_Given task:_
Set down the material below word for word, excluding the pictures.

_Input records:_

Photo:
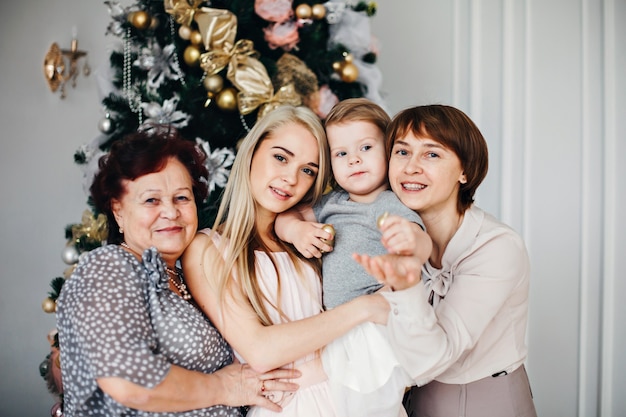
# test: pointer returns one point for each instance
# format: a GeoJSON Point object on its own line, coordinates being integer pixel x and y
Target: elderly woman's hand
{"type": "Point", "coordinates": [244, 386]}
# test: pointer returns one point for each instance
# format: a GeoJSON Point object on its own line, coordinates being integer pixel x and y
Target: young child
{"type": "Point", "coordinates": [366, 378]}
{"type": "Point", "coordinates": [263, 297]}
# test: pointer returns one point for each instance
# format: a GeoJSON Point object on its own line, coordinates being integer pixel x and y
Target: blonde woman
{"type": "Point", "coordinates": [263, 296]}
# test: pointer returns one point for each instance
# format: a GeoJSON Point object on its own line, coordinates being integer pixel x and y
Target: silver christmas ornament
{"type": "Point", "coordinates": [106, 124]}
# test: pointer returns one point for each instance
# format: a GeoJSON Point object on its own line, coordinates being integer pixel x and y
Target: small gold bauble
{"type": "Point", "coordinates": [195, 38]}
{"type": "Point", "coordinates": [381, 219]}
{"type": "Point", "coordinates": [303, 11]}
{"type": "Point", "coordinates": [214, 83]}
{"type": "Point", "coordinates": [330, 229]}
{"type": "Point", "coordinates": [191, 56]}
{"type": "Point", "coordinates": [140, 19]}
{"type": "Point", "coordinates": [48, 305]}
{"type": "Point", "coordinates": [184, 32]}
{"type": "Point", "coordinates": [154, 23]}
{"type": "Point", "coordinates": [349, 72]}
{"type": "Point", "coordinates": [318, 11]}
{"type": "Point", "coordinates": [227, 99]}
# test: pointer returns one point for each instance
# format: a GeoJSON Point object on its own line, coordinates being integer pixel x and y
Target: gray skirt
{"type": "Point", "coordinates": [499, 396]}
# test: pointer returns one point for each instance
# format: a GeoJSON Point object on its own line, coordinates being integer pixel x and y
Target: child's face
{"type": "Point", "coordinates": [357, 156]}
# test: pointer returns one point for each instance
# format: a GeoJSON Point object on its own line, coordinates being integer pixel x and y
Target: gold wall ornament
{"type": "Point", "coordinates": [61, 66]}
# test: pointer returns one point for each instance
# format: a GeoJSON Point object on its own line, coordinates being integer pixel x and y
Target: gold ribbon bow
{"type": "Point", "coordinates": [183, 11]}
{"type": "Point", "coordinates": [267, 101]}
{"type": "Point", "coordinates": [218, 28]}
{"type": "Point", "coordinates": [215, 60]}
{"type": "Point", "coordinates": [93, 228]}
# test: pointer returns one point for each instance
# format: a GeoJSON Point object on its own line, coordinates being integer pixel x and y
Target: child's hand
{"type": "Point", "coordinates": [400, 236]}
{"type": "Point", "coordinates": [312, 239]}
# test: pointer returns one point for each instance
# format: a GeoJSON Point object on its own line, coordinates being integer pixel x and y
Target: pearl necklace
{"type": "Point", "coordinates": [180, 284]}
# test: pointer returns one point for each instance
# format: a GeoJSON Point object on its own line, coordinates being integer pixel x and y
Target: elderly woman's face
{"type": "Point", "coordinates": [159, 210]}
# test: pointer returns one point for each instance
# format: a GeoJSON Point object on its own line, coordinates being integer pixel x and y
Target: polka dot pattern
{"type": "Point", "coordinates": [117, 317]}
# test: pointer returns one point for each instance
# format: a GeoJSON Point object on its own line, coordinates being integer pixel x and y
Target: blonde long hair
{"type": "Point", "coordinates": [236, 217]}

_Result of this exercise:_
Photo:
# test: pointer returns one point for each instance
# format: a GeoJSON Point object on its own line, coordinates being integer pixel x and y
Target: elderly woman's hand
{"type": "Point", "coordinates": [244, 386]}
# test: pointer returns one point for each instance
# format: a GeoJSON Point object on its own line, coordinates being integer pixel x and y
Target: young child
{"type": "Point", "coordinates": [366, 378]}
{"type": "Point", "coordinates": [263, 297]}
# test: pointer returns one point for each instance
# format: a GeoJSON Point object on its own line, coordinates being integer pixel x and y
Target: blonde woman
{"type": "Point", "coordinates": [263, 296]}
# test: pointer returns one point for each instance
# format: a GeoJSON Point object on its own line, coordinates being integer pixel x and y
Target: silver christmas ornament
{"type": "Point", "coordinates": [106, 124]}
# test: pointer returns one point for each instance
# format: a GeoJSON Point object on its own line, coordinates being integer pixel x and y
Target: small gold bauble
{"type": "Point", "coordinates": [195, 38]}
{"type": "Point", "coordinates": [381, 219]}
{"type": "Point", "coordinates": [303, 11]}
{"type": "Point", "coordinates": [214, 83]}
{"type": "Point", "coordinates": [330, 229]}
{"type": "Point", "coordinates": [191, 56]}
{"type": "Point", "coordinates": [140, 19]}
{"type": "Point", "coordinates": [48, 305]}
{"type": "Point", "coordinates": [184, 32]}
{"type": "Point", "coordinates": [154, 23]}
{"type": "Point", "coordinates": [349, 72]}
{"type": "Point", "coordinates": [318, 11]}
{"type": "Point", "coordinates": [227, 99]}
# test: pointer returns one point for each instance
# format: a GeoJSON Point object on its own line, coordinates being integer pixel x and y
Target: gray skirt
{"type": "Point", "coordinates": [499, 396]}
# test: pointer returns one point for each instance
# format: a GeoJSON Point object on its own line, coordinates being integer pixel x and y
Target: child's face
{"type": "Point", "coordinates": [357, 156]}
# test: pointer returns one point for each instance
# format: a GeoJSON Point object on its own line, coordinates being integer pixel x and y
Target: gold wall ornament
{"type": "Point", "coordinates": [61, 66]}
# test: pointer returns one point for each instance
# format: a GeoJSON Point object on its own line, coordinates being integer pixel x and y
Target: gold ribbon bow
{"type": "Point", "coordinates": [183, 11]}
{"type": "Point", "coordinates": [267, 101]}
{"type": "Point", "coordinates": [218, 28]}
{"type": "Point", "coordinates": [215, 60]}
{"type": "Point", "coordinates": [93, 228]}
# test: pointer returns one point for each instance
# format: a GeoJSON Point object on its own line, coordinates being integer pixel x and y
Target: child's hand
{"type": "Point", "coordinates": [400, 236]}
{"type": "Point", "coordinates": [312, 239]}
# test: pointer returns one point for each instance
# format: a GeoJSON Point object on its own line, coordinates being integer pixel x and y
Target: pearl necklace
{"type": "Point", "coordinates": [180, 284]}
# test: pointer returns one point for each instance
# format: a GeoJSON Point object on its own line, coordinates being integer pixel x and y
Target: elderly woman's face
{"type": "Point", "coordinates": [159, 210]}
# test: pointer returns one point for each instance
# format: a GeoJSON Point object on its own line, coordinates being integer pixel x and y
Target: polka dot pattern
{"type": "Point", "coordinates": [117, 317]}
# test: pointer returns one point for each instance
# format: a GeoJSON Point object on its own line, coordinates being integer pixel x and y
Target: blonde long hair
{"type": "Point", "coordinates": [236, 217]}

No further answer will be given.